--- START ---

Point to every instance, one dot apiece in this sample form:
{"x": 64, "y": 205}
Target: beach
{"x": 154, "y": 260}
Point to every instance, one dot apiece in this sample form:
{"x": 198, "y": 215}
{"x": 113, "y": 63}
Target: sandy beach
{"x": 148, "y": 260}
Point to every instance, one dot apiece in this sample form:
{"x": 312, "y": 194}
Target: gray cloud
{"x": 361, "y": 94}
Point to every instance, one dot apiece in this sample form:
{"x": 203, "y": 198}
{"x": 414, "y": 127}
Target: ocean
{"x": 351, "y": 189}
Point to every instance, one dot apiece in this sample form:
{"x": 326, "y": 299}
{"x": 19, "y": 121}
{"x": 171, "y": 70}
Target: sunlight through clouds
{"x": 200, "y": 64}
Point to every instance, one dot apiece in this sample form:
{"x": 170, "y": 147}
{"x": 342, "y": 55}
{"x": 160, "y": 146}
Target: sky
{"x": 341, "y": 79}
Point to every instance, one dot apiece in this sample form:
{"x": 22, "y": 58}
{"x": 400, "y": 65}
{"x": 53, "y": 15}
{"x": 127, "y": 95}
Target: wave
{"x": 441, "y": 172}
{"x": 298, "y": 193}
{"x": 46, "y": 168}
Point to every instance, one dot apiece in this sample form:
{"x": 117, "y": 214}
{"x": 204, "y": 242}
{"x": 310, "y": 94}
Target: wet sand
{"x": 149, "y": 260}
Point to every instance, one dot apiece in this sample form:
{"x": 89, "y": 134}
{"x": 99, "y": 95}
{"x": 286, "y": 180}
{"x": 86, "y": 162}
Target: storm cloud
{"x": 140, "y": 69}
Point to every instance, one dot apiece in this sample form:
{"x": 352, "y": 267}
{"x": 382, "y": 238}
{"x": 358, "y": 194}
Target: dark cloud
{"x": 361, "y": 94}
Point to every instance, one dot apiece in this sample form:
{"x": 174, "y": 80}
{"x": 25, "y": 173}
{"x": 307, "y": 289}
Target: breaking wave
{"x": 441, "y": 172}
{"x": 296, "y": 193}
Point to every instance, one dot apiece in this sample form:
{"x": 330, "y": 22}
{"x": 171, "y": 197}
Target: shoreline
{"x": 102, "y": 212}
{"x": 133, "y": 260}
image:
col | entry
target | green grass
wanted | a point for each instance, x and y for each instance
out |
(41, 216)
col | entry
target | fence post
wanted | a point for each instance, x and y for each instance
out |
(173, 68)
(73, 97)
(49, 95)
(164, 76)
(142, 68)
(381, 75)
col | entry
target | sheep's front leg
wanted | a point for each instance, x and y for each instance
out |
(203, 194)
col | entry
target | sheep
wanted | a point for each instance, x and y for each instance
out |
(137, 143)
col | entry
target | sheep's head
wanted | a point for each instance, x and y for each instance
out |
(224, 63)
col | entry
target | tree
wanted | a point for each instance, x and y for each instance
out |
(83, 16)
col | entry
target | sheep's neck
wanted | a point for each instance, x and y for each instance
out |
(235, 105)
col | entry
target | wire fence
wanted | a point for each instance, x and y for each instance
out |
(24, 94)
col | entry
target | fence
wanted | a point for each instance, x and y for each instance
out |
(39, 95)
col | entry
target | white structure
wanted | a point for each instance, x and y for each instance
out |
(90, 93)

--- END ---

**EXERCISE GOAL**
From the listing above, pick out every line that contains the string "sheep" and copy each of those lines in full.

**SOLVED EXERCISE**
target | sheep's front leg
target | sheep
target | sheep's head
target | sheep's neck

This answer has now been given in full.